# Task details
Return, exactly, the line that contains "Could you point out the sky" together with all lines after it to the end of the entries, and no further lines.

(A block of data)
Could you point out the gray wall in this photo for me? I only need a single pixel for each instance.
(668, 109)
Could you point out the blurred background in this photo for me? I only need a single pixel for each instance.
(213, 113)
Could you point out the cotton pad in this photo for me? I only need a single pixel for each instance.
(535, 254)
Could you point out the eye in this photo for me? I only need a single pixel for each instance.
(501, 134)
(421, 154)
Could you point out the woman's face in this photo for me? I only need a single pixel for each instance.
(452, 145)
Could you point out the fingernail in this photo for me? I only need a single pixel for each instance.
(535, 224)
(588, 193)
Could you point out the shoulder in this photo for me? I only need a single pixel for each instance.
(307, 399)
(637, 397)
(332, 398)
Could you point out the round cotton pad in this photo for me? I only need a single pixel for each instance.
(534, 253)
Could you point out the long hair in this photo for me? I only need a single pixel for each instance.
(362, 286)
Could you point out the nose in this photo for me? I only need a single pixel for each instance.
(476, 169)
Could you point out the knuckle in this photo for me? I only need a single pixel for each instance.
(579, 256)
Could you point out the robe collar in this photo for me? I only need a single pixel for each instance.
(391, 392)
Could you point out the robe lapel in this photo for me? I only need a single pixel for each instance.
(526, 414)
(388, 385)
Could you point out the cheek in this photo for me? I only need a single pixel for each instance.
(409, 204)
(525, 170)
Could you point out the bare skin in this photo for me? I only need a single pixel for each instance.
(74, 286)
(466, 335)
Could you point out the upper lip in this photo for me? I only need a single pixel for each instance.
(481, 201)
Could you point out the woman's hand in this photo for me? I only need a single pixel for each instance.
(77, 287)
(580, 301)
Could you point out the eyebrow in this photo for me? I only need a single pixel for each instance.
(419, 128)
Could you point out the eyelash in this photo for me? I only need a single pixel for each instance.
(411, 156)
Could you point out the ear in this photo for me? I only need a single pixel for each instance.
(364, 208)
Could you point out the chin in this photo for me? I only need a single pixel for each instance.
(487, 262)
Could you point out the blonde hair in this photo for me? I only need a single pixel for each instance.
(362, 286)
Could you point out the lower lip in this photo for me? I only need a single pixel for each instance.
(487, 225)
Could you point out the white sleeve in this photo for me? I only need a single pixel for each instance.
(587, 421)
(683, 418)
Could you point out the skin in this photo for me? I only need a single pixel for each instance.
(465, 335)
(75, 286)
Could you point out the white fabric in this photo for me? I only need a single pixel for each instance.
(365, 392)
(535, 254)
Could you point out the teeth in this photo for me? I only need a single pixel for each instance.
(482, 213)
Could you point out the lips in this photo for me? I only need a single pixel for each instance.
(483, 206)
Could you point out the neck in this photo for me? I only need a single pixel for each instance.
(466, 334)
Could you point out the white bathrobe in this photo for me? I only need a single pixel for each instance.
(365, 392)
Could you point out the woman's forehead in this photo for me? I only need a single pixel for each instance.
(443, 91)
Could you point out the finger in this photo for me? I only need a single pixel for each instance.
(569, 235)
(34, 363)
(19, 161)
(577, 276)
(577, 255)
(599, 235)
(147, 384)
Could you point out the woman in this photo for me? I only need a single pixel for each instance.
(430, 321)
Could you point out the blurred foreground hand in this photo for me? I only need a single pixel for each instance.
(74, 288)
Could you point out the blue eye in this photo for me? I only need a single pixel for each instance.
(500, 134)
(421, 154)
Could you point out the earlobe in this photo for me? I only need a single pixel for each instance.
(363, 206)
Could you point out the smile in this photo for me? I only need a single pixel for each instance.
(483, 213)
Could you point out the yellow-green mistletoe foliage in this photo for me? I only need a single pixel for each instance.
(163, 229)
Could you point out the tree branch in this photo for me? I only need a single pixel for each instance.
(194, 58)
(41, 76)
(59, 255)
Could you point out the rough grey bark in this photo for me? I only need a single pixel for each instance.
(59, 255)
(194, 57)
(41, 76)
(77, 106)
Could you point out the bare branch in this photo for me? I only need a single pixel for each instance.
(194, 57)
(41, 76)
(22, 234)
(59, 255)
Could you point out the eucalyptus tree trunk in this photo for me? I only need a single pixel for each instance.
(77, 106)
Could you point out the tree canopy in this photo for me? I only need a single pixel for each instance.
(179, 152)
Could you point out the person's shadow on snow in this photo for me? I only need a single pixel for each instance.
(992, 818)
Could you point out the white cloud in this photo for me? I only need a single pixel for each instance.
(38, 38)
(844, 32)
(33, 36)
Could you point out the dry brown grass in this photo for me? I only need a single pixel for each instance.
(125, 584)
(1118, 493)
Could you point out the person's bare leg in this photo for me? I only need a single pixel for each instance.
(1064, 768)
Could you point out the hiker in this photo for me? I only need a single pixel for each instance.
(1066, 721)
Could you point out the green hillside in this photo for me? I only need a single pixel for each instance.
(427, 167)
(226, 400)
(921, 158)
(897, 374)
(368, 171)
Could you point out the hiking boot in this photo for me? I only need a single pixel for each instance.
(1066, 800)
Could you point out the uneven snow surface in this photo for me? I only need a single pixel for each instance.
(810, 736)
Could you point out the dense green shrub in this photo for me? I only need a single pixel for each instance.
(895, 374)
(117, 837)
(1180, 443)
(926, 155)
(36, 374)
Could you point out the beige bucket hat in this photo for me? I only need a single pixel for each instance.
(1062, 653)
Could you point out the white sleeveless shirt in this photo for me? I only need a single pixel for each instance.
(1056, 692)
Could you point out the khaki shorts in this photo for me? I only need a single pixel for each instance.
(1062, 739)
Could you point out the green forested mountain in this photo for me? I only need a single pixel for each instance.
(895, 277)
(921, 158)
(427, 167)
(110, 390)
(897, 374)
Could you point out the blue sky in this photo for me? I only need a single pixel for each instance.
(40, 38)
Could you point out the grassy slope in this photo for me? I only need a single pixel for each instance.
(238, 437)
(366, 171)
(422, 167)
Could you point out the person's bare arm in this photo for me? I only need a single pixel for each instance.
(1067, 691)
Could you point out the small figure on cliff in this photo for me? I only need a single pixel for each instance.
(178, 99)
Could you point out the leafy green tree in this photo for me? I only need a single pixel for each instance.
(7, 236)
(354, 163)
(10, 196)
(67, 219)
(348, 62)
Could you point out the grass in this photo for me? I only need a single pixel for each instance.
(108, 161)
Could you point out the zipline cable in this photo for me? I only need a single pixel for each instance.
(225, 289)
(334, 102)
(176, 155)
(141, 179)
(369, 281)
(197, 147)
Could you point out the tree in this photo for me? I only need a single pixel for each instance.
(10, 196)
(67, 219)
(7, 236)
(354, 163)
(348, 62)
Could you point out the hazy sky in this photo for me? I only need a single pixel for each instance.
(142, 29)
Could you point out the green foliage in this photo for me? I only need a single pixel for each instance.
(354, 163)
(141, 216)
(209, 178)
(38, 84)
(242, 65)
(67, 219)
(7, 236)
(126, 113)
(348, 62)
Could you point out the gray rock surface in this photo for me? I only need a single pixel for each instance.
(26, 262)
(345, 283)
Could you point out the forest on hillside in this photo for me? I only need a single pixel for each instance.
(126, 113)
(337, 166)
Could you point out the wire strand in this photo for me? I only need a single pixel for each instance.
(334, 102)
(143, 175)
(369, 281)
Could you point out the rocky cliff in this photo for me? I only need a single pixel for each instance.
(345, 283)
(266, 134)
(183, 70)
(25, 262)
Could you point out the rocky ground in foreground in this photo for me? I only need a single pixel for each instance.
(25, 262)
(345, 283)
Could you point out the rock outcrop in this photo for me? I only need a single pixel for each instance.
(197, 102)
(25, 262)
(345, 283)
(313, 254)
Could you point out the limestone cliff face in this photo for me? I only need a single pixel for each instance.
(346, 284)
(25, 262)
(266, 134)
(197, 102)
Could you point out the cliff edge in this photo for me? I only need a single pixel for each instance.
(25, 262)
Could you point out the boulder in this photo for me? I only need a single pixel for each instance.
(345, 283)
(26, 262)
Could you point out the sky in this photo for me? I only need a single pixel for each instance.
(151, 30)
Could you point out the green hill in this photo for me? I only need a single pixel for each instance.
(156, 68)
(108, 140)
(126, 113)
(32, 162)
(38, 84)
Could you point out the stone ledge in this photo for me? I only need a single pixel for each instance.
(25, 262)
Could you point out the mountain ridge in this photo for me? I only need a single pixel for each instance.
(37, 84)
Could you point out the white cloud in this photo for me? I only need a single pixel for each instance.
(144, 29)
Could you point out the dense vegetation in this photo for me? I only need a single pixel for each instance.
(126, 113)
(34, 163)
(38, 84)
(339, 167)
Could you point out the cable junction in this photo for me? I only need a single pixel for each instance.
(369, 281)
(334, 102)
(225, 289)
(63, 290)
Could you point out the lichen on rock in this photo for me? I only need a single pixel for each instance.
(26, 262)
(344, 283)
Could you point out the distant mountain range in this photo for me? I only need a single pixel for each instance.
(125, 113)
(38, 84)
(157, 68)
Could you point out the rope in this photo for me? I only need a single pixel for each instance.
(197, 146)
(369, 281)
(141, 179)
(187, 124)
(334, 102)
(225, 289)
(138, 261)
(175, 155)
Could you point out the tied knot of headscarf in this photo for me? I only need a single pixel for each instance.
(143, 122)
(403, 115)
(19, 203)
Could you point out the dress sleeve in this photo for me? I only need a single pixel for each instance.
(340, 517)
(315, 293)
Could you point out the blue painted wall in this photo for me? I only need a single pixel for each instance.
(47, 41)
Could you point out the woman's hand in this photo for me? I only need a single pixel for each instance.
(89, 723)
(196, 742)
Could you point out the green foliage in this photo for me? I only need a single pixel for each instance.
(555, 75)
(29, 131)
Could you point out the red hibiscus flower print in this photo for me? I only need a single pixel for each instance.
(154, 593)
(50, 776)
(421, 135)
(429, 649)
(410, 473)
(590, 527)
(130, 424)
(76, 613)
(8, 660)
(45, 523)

# Task answer
Could you point out the sky in this photo for me? I only need a single pixel for each instance.
(151, 30)
Could you point out the green hill in this photo for me? I only need a single pixel for each instance.
(156, 68)
(108, 140)
(126, 113)
(32, 162)
(38, 84)
Could you point out the stone ledge in this photo for me? I only need a single pixel for each instance.
(25, 262)
Could you point out the mountain ridge in this photo for me? I only need a single pixel for each instance.
(37, 84)
Could you point out the white cloud in this photo for me? I only need a single pixel for each instance.
(144, 29)
Could you point out the dense vegetation in this photo for me? I only need a single pixel for each instance.
(126, 113)
(34, 163)
(38, 84)
(339, 167)
Could you point out the cable junction in this photo for me? I only need a single pixel for each instance.
(369, 281)
(334, 102)
(225, 289)
(63, 290)
Could you point out the lichen on rock in this photo for me? I only need a single pixel for each instance.
(26, 262)
(344, 283)
Could you point out the distant mountain range in this photo for me? I only need a single pixel for each instance.
(125, 113)
(38, 84)
(157, 68)
Could you point out the rope in this photo for me? I only need a single pixel for each instance.
(197, 146)
(369, 281)
(141, 179)
(187, 124)
(334, 102)
(225, 289)
(138, 261)
(175, 155)
Could you point out the tied knot of headscarf in this photo for me? I only need a single pixel for each instance.
(143, 122)
(403, 115)
(19, 203)
Could you point out the dress sleeve in this photo for me? I only need a single pixel for each instance.
(340, 517)
(315, 293)
Could you point out the blue painted wall in this photo for me? I only need a single pixel for each instance.
(47, 41)
Could you point out the woman's hand in this photo for me? I only need a single pixel for each instance.
(89, 723)
(196, 742)
Could you point out the green foliage in this photo for me? I only need a single pixel for each instance.
(555, 75)
(29, 131)
Could you point out the red hibiscus flower print in this photo for me? I only need a single pixel for each instance.
(154, 593)
(50, 776)
(421, 135)
(429, 649)
(410, 473)
(590, 527)
(130, 424)
(76, 613)
(8, 660)
(45, 523)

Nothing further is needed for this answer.